* Assignment *
Skip the pictures and copy all the data that follows exactly.

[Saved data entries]
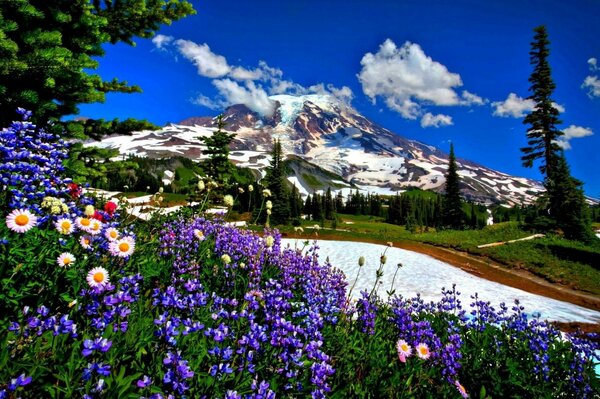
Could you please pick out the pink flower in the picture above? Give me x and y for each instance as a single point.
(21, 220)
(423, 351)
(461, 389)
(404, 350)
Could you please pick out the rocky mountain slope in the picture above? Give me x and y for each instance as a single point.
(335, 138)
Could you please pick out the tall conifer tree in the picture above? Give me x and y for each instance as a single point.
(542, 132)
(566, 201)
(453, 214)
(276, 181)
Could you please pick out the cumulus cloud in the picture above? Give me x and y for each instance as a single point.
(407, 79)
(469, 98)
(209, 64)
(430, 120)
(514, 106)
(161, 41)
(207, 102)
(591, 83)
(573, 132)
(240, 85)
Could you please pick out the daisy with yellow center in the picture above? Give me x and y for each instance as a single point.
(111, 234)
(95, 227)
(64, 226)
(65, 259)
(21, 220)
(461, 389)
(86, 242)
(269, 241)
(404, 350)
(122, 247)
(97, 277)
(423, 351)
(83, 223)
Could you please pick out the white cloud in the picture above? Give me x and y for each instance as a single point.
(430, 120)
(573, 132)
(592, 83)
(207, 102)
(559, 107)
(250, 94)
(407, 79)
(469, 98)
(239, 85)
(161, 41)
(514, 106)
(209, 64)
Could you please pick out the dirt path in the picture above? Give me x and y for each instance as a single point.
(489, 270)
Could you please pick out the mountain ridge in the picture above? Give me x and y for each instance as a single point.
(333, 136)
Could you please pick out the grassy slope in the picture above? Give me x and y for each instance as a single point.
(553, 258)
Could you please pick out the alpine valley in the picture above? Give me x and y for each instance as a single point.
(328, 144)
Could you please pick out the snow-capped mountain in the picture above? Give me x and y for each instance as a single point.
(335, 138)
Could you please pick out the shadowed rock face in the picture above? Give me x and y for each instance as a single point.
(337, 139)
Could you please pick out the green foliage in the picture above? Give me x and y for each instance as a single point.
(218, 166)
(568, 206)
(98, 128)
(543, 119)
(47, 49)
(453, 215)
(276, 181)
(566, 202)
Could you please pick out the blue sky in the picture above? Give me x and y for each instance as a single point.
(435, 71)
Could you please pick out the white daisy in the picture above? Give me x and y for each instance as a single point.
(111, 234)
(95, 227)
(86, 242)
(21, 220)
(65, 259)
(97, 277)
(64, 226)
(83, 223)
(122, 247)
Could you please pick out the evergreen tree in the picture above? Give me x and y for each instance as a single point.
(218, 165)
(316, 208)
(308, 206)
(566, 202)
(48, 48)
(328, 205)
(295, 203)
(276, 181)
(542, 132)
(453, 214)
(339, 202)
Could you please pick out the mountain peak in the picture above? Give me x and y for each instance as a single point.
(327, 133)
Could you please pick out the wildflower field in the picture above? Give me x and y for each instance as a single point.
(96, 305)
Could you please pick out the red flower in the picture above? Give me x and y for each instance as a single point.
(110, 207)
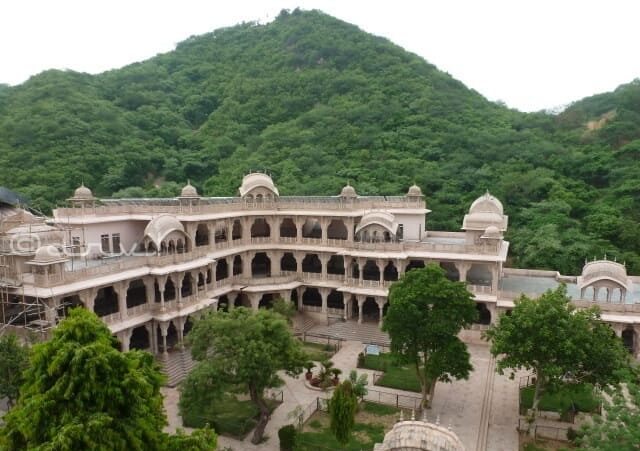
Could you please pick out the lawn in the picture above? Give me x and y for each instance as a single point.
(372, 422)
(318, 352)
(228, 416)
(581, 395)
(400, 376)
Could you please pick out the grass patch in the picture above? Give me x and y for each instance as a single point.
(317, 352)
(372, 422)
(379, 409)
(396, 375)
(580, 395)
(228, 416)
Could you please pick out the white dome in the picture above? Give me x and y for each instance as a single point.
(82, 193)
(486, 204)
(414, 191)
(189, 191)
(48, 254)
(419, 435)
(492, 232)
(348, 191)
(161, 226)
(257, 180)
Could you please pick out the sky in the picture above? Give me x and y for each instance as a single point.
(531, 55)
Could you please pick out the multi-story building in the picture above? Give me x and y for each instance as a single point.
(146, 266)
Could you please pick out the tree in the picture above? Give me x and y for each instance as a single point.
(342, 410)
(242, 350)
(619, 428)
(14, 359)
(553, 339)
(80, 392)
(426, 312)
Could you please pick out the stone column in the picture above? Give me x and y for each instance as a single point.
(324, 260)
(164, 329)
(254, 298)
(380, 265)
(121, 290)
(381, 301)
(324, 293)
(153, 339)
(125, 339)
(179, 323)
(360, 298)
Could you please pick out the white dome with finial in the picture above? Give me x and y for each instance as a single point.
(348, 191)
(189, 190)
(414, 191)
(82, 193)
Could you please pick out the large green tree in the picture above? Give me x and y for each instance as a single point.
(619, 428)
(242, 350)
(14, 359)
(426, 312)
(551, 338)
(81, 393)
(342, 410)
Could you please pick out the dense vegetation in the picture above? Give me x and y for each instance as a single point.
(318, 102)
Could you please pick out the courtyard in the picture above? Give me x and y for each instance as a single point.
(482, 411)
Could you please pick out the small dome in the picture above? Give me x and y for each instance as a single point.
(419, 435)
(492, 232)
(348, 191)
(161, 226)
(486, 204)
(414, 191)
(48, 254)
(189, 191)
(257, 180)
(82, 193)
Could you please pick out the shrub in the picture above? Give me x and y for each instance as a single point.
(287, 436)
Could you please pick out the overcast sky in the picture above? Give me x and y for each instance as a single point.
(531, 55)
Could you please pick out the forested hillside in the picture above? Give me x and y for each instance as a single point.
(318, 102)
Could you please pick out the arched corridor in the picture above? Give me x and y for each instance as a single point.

* Solution below *
Could you please pick out the pink flower in the picture above? Give me x and y for each instance as a single point.
(21, 220)
(423, 351)
(461, 389)
(404, 350)
Could you please pick out the rocky mountain slope in the picture above? Give me x and y for each instance as a single point.
(335, 138)
Could you please pick out the tall conifer tree in the picture above? Give me x and y for each instance as a single point.
(542, 132)
(566, 201)
(453, 214)
(276, 181)
Could you please pick out the cumulus cloud in the picture above? Give me x and y for each instance as a single point.
(407, 79)
(469, 98)
(209, 64)
(430, 120)
(514, 106)
(161, 41)
(207, 102)
(591, 83)
(573, 132)
(240, 85)
Could you please pick out the daisy with yellow center in the picture above? Give me x and y for each instance as a single point.
(111, 234)
(95, 227)
(64, 226)
(65, 259)
(21, 220)
(461, 389)
(86, 242)
(269, 241)
(404, 350)
(122, 247)
(97, 277)
(423, 351)
(83, 223)
Could you please pick out the white cloud in the picture above? Give me x and y for each instance as a single point.
(430, 120)
(573, 132)
(592, 83)
(207, 102)
(559, 107)
(250, 94)
(407, 79)
(469, 98)
(239, 85)
(161, 41)
(514, 106)
(209, 64)
Could you please pick out the dirt path in the picture above? Give me x and y for each instance as a single point.
(489, 270)
Could you please pick out the mountain ridge in the picture above? Give me x and y for each instance as a single point.
(333, 136)
Could you please pick out the grassy slope in the picture above? Give me x and y for each instance as a single point.
(553, 258)
Could you please pick out the alpine valley in the picture above? Give me x and y for each instance as a single point.
(328, 144)
Could you please pick out the snow-capped mountain in the picture above? Give me x and y for each instance as a single point.
(335, 138)
Could you please pick out the shadowed rock face in the picture above? Give me x and y for each instance as a single point.
(337, 139)
Could you please pick out the green foliage in the picture above? Give me x and y for each instance as a single point.
(218, 166)
(568, 206)
(98, 128)
(543, 119)
(47, 49)
(453, 215)
(276, 181)
(566, 202)
Could you please pick out the blue sky in the picture above? Give me x and y for each instance as a single point.
(435, 71)
Could you please pick out the white daisy in the picture above? Give me x and y for each instance as a single point.
(111, 234)
(95, 227)
(86, 242)
(21, 220)
(65, 259)
(97, 277)
(64, 226)
(83, 223)
(122, 247)
Could you please pick out the evergreen tree in the picture above? Give me x and y for each instance as a single point.
(218, 165)
(316, 208)
(308, 206)
(566, 202)
(48, 48)
(328, 205)
(295, 203)
(276, 181)
(542, 132)
(453, 214)
(339, 202)
Could you please pick out the mountain peak in the picture above? Give me x and y for each instance as a single point.
(327, 133)
Could you please pick out the wildflower field in the picture above? Give me x and y for each instance as a single point.
(96, 305)
Could you please pick out the red flower in the picture above? Give me x and y for each instance as a single point.
(110, 207)
Could you please pick out the lawn in the picture above? Give me x and y for each instance as a single point.
(372, 422)
(318, 352)
(228, 416)
(581, 395)
(400, 376)
Could you please pick out the grass patch in the picture above? Give me x and y for each instance as a single point.
(317, 352)
(372, 422)
(379, 409)
(396, 375)
(580, 395)
(228, 416)
Could you please pick out the white dome in the picture above? Give me x and y for each instance as a single point.
(82, 193)
(486, 204)
(414, 191)
(189, 191)
(48, 254)
(419, 435)
(492, 232)
(348, 191)
(161, 226)
(257, 180)
Could you please pick out the sky in the picture above? Give me x and y for each instance as a single point.
(531, 55)
Could you please pick out the multi-story building in the picture above? Give me x and y for each instance as a single point.
(146, 266)
Could you please pick out the tree in the picture above? Give me x and y for each instance as a single point.
(342, 410)
(242, 350)
(619, 428)
(14, 359)
(553, 339)
(80, 392)
(426, 312)
Could you please pick out the stone column in the picture above? Give me x and y for each instance as a single point.
(324, 260)
(164, 329)
(254, 298)
(380, 265)
(121, 290)
(381, 301)
(324, 293)
(153, 339)
(125, 339)
(179, 323)
(360, 298)
Could you please pick out the white dome with finial in the picture above? Give me x and y for each instance as a single point.
(348, 191)
(189, 190)
(414, 191)
(82, 193)
Could you please pick out the large green tree in the picture above? Give me x and y for each instance as a single point.
(619, 428)
(242, 350)
(14, 359)
(426, 312)
(551, 338)
(81, 393)
(342, 410)
Could you please pick out the dense vegetation in the picture above? Give me x and y for each instance as a single point.
(318, 102)
Could you please pick out the courtyard in the picture above? Give me x and y for each instance as a single point.
(482, 411)
Could you please pick out the small dome in the picture above? Give me x and y for each instance as a single point.
(419, 435)
(492, 232)
(348, 191)
(161, 226)
(486, 204)
(414, 191)
(48, 254)
(189, 191)
(257, 180)
(82, 193)
Could you please pick out the shrub in the picture above? Give me x and y for each instance as a single point.
(287, 436)
Could you please pick out the overcast sky in the picture above? Give me x and y for each instance as a single point.
(531, 55)
Could you please pick out the forested hillside in the picture above? Give me x and y for each instance as a single point.
(318, 102)
Could you please pick out the arched corridor in the picture above? Give me x and y for each instance as a single point.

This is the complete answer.